War es in dieser Nacht möglich, einmal ein Auge zuzudrücken?

Bernd W.: Nein, an Schlaf war nicht zu denken. Das ließen die Kälte und die Situation nicht zu. Hinzu kam: Wenn die Polizisten durch den Gang liefen, fielen allen Ernstes Worte wie "Hitler", "Nazi" oder "vergasen". Dazu wurden Zisch-Geräusche gemacht, die wohl an eine Gaskammer erinnern sollten.

Kein Schlaf, kaum Essen, keine Getränke - mussten Sie zumindest nicht irgendwann einmal auf die Toilette?

Bernd W.: Doch, aber die gab es nicht. Ich hatte auch sehr großen Durst. Es muss am Morgen gewesen sein, als eine Putzfrau und ein Polizist vorbeikamen und wir gefragt wurden, ob jemand auf die Toilette müsste. Dann bekam jeder nur eine Minute, der Polizist wartete vor der Tür. Man konnte also nicht viel verrichten. Bei der Gelegenheit habe ich nach Stunden ohne Flüssigkeit endlich mal einen Schluck Wasser aus dem Hahn nehmen können. Das war alles mehr als entwürdigend.

Wann sind Sie dort schließlich herausgekommen?

Bernd W.: Wohl gegen Mittag. Jeweils zu zweit aneinandergekettet holte man uns aus den Zellen. Mit der freien Hand musste man seine Hose festhalten, da die ohne Gürtel sonst zu Boden gerutscht wäre. Wir sind aus der Wache in einen großen Transporter geführt und mit Blaulicht quer durch die Stadt gefahren worden - weiter ohne zu wissen, was passieren wird. Bis dahin hatten wir alle immer noch nur dieses elende Sandwich und höchstens ein paar Schlucke Wasser intus. Wie sich herausstellen sollte, fuhren wir zum Strafgericht.

Dort kam es zur Verhandlung, allerdings in Abwesenheit der Betroffenen.

__Aufgaben__:
1. Gib aus dem Interviewauszug den Abschnitt zwischen „Bernd W.: Doch, aber“ und „dort schließlich herausgekommen?“ einschließlich wortgetreu aus.
2. Wie viel Zeit bekam laut Interviewauszug jeder Einzelne für den Toilettengang?
3. Stimmen die folgenden Aussagen mit dem Interviewauszug überein? Antworte jeweils mit Ja oder Nein und zitiere die entscheidenden Worte wörtlich.
(a) Bernd W. konnte in dieser Nacht schlafen.
(b) Während des Toilettengangs wartete ein Polizist vor der Tür.
(c) Die Verhandlung fand in Anwesenheit der Betroffenen statt.

__Material__:
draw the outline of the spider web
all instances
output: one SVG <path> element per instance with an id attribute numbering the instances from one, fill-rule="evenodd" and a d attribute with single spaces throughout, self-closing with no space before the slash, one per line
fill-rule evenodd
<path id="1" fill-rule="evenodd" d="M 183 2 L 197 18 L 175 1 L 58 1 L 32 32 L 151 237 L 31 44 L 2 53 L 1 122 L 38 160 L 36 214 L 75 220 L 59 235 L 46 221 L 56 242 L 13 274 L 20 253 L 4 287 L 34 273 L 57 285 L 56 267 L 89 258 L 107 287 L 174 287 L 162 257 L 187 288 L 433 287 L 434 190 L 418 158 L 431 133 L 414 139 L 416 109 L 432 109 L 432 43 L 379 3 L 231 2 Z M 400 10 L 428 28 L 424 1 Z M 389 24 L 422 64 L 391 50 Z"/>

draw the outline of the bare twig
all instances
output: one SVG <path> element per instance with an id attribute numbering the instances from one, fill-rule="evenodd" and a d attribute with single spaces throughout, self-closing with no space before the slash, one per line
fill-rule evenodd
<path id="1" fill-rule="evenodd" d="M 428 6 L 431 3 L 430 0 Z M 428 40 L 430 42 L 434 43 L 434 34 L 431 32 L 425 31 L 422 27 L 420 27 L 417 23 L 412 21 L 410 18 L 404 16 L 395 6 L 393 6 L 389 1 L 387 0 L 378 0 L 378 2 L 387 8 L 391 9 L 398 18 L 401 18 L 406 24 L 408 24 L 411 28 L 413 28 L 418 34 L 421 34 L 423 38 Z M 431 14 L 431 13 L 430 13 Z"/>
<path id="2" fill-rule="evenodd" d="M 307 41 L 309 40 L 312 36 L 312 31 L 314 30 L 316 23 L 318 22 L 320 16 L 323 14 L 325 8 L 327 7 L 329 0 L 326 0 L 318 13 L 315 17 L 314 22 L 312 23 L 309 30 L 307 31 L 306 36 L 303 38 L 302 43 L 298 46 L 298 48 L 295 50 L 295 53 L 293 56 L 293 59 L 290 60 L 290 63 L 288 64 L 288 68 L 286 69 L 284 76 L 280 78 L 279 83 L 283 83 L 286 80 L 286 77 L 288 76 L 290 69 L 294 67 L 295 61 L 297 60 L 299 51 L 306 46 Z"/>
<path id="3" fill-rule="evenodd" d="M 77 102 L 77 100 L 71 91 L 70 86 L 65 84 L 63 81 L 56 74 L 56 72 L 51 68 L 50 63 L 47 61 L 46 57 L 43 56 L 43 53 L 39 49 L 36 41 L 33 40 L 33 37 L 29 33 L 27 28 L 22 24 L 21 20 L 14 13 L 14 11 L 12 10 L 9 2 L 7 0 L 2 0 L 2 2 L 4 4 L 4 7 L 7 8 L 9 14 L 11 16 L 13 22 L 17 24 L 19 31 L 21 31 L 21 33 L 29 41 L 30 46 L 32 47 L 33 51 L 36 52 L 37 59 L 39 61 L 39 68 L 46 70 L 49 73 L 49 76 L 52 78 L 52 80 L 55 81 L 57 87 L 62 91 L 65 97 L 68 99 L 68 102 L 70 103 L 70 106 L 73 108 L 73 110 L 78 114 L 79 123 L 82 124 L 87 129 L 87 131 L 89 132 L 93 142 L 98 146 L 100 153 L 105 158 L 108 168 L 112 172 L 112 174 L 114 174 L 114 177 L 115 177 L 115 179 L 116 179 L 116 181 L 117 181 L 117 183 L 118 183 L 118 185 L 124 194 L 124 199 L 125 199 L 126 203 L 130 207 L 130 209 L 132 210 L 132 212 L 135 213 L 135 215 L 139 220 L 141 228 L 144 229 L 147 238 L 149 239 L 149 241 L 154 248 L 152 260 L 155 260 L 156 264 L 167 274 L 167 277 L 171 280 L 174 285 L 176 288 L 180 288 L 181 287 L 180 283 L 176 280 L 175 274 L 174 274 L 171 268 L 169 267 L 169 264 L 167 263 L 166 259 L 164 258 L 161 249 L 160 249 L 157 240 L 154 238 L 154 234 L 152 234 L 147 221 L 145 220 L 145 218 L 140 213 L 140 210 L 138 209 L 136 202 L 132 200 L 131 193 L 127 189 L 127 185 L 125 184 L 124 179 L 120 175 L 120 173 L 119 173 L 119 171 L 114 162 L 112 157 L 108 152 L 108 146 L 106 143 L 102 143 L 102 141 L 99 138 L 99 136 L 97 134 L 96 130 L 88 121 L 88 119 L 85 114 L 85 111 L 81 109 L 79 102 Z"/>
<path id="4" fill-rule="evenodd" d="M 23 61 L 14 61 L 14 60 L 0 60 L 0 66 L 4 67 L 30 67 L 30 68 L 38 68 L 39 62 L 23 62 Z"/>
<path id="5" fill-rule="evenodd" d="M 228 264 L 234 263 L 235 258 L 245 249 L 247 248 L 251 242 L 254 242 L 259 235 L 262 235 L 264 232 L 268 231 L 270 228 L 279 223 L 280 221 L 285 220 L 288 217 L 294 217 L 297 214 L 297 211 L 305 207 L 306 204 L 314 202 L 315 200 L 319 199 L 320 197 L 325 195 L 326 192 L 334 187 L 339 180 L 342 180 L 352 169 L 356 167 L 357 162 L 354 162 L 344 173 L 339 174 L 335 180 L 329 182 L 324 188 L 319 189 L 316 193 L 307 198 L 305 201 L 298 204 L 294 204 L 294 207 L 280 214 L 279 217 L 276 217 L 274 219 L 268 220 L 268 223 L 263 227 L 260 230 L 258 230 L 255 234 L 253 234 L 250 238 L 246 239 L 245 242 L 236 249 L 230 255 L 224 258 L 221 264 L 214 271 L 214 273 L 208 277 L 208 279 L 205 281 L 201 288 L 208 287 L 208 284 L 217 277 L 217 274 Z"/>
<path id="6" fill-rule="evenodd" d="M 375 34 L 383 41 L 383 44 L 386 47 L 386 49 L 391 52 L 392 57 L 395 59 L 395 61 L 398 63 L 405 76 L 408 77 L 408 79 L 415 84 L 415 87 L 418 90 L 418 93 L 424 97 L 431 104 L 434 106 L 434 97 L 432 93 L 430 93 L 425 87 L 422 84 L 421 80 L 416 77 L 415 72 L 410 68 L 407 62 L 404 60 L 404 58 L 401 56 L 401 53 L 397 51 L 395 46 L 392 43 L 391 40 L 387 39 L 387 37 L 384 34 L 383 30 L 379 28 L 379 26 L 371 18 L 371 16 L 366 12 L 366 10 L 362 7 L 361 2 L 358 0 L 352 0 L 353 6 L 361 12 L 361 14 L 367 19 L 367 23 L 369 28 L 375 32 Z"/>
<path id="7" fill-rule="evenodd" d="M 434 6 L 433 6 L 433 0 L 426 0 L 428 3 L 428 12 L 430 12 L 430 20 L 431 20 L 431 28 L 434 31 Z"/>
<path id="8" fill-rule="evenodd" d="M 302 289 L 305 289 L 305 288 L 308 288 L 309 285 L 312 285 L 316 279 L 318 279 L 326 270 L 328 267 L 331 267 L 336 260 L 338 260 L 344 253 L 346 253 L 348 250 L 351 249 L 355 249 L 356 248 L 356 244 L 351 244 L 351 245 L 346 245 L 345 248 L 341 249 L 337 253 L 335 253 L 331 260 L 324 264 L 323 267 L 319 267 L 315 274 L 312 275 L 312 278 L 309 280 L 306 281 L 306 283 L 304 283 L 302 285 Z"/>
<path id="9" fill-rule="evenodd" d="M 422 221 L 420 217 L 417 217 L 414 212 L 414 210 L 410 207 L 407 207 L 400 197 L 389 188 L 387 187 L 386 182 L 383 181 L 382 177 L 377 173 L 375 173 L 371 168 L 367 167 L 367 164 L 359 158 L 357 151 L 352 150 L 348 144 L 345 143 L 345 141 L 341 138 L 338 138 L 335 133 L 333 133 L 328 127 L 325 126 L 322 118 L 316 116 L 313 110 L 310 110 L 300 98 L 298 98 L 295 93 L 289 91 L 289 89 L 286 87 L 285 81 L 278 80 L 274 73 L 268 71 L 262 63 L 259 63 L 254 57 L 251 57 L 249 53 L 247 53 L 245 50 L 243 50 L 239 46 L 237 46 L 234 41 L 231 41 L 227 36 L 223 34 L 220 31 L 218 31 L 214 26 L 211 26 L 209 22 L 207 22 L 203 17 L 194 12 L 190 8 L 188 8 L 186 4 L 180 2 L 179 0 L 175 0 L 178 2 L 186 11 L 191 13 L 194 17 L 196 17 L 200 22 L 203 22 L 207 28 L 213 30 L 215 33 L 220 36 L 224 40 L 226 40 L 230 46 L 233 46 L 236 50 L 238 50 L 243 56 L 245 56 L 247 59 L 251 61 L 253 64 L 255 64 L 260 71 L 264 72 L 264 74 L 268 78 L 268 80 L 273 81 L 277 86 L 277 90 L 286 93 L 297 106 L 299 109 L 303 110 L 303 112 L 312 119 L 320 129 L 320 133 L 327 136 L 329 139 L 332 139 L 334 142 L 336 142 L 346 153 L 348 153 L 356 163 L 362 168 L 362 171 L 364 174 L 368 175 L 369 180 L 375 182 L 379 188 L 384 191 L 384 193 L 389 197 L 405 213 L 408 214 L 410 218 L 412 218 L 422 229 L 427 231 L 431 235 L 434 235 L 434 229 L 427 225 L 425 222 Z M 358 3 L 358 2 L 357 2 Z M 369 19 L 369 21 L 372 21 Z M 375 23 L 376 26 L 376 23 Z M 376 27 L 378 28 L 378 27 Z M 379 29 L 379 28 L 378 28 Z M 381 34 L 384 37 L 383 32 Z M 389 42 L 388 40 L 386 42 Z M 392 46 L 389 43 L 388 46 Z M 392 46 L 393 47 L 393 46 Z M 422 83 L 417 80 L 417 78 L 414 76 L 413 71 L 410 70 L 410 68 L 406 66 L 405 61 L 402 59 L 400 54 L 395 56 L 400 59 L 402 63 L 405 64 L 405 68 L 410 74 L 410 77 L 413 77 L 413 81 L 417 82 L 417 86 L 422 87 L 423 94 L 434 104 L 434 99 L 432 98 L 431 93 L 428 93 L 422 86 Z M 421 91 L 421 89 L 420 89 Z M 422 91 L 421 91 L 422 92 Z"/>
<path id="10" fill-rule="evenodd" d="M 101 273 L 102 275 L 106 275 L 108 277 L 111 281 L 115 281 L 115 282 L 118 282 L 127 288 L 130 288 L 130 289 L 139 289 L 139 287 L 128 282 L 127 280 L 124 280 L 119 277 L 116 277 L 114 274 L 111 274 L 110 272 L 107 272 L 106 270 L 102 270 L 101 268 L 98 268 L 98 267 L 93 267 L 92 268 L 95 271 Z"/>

__Erwartete Antworten__:
1.
Bernd W.: Doch, aber die gab es nicht. Ich hatte auch sehr großen Durst. Es muss am Morgen gewesen sein, als eine Putzfrau und ein Polizist vorbeikamen und wir gefragt wurden, ob jemand auf die Toilette müsste. Dann bekam jeder nur eine Minute, der Polizist wartete vor der Tür. Man konnte also nicht viel verrichten. Bei der Gelegenheit habe ich nach Stunden ohne Flüssigkeit endlich mal einen Schluck Wasser aus dem Hahn nehmen können. Das war alles mehr als entwürdigend.

Wann sind Sie dort schließlich herausgekommen?

2. Nur eine Minute.

3.
(a) Nein: „Nein, an Schlaf war nicht zu denken.“
(b) Ja: „der Polizist wartete vor der Tür“
(c) Nein: „allerdings in Abwesenheit der Betroffenen“